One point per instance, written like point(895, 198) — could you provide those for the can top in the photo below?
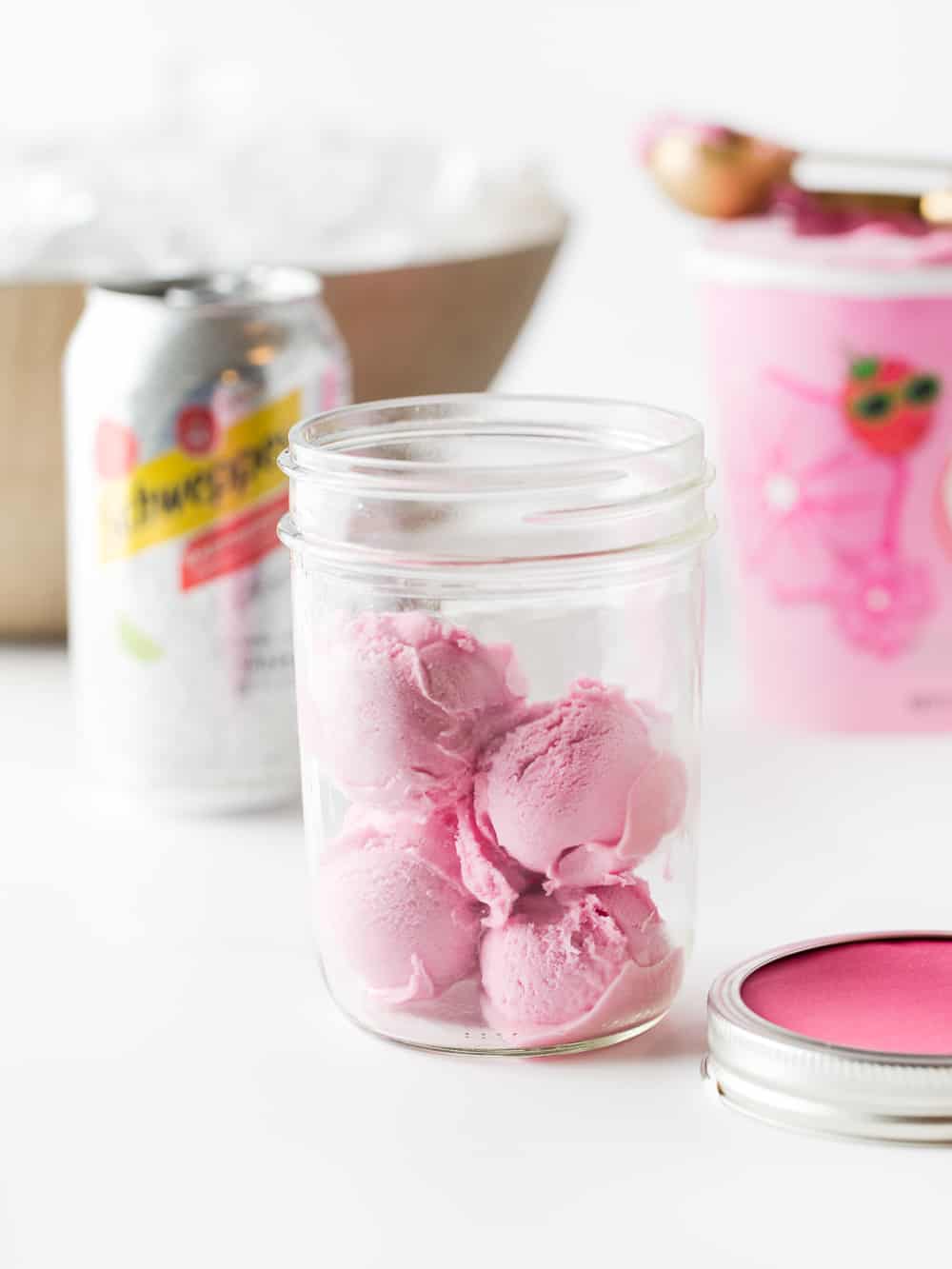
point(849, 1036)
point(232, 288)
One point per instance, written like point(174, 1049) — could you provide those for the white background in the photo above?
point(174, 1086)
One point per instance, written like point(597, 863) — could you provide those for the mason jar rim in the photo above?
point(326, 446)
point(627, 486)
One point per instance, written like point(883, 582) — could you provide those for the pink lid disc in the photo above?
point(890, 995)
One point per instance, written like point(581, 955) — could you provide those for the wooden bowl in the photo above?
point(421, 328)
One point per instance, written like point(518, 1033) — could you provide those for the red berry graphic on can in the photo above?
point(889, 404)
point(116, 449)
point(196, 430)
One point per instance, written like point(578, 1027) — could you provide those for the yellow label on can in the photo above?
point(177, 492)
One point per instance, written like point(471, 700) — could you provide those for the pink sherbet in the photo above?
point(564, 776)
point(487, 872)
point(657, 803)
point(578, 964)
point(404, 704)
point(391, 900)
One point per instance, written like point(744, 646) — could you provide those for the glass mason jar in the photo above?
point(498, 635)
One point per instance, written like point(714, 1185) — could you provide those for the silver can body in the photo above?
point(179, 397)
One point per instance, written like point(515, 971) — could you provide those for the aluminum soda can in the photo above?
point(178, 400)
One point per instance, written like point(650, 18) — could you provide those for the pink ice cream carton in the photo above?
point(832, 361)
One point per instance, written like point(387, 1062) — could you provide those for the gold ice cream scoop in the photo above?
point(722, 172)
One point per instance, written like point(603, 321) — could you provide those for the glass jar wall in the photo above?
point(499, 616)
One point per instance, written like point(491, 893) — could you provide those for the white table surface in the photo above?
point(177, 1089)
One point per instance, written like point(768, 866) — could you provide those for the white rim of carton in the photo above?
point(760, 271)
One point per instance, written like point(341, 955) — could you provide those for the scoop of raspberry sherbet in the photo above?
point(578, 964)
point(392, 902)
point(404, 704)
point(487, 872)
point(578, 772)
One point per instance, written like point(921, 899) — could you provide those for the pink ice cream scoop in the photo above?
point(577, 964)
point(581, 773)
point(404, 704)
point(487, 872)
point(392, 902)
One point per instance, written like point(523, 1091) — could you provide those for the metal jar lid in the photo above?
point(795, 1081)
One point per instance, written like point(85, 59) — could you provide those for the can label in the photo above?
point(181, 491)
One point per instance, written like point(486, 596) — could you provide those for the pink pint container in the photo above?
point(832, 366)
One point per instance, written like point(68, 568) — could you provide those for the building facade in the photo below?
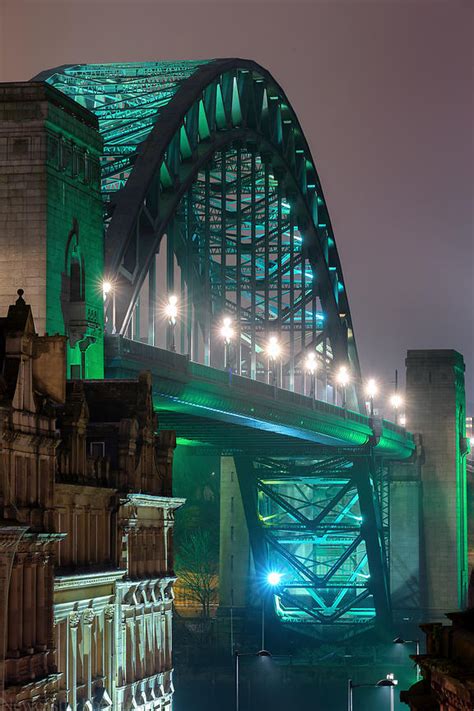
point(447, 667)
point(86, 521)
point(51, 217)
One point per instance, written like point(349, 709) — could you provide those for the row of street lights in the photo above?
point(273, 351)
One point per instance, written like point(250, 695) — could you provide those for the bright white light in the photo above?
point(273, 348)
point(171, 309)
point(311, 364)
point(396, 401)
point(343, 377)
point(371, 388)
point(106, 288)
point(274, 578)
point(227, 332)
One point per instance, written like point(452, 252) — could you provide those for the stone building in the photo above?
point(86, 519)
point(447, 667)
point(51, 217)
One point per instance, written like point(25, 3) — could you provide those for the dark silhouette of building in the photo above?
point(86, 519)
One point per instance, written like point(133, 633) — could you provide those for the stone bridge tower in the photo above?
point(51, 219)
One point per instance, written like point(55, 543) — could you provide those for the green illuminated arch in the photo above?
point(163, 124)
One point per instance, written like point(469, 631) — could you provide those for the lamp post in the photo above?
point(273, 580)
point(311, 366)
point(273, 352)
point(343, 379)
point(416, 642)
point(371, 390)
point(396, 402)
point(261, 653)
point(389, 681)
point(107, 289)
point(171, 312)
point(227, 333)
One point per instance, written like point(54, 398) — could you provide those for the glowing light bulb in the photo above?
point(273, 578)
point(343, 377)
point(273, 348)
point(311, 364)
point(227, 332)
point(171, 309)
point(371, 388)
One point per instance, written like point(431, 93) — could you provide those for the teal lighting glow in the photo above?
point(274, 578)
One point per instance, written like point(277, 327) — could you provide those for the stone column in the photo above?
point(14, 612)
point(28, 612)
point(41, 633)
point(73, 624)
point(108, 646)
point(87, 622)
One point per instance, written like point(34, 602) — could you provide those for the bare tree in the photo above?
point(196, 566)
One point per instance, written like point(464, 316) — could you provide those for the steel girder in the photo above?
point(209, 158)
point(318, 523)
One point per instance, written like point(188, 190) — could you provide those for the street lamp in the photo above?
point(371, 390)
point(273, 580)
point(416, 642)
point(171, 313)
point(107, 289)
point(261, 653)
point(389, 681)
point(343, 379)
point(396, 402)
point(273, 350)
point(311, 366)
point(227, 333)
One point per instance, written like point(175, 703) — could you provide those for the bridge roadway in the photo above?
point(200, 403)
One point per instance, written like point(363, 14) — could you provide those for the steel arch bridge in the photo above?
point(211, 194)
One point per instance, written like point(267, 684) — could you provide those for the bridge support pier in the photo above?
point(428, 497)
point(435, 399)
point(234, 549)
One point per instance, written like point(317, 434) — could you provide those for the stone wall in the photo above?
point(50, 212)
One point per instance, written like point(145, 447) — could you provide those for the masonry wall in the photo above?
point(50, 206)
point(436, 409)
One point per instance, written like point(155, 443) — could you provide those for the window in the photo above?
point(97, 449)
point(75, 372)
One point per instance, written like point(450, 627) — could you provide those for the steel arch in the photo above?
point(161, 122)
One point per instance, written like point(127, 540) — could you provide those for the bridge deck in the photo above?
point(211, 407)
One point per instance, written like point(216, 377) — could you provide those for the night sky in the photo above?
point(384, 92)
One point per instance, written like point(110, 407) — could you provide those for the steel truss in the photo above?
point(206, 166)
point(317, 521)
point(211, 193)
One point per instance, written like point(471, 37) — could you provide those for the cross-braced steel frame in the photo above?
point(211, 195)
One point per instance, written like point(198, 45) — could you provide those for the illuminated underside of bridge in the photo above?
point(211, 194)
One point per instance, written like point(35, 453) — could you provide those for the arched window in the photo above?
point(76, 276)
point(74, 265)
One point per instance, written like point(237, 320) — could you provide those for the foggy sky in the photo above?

### About this task
Repeat word for word the lines running from the line containing "One point per instance, written like point(155, 443)" to the end of the entries above, inclusive.

### Answer to the exercise
One point per instance, written like point(155, 443) — could you provide those for the window in the photo above?
point(97, 449)
point(75, 372)
One point per instance, written like point(450, 627) — could you provide those for the steel arch in the photo above?
point(161, 122)
One point per instance, written like point(127, 540) — could you provide those for the bridge deck in the photo above?
point(211, 407)
One point per instance, written like point(216, 377) — could you provide those for the night sky in the photo above?
point(384, 92)
One point per instance, written like point(110, 407) — could you provide those for the steel truss in the photo above?
point(206, 166)
point(317, 521)
point(211, 193)
One point per instance, written like point(471, 37) — could you provide those for the cross-braced steel frame in the photo above?
point(211, 195)
One point per instance, written like point(198, 45) — could you provide those for the illuminated underside of bridge in the photo above?
point(211, 194)
One point per instance, written like point(35, 453) — could you provide those for the arched window in the photo above?
point(76, 276)
point(74, 265)
One point per instance, written like point(237, 320) — could you provide those for the foggy sky in the photo above?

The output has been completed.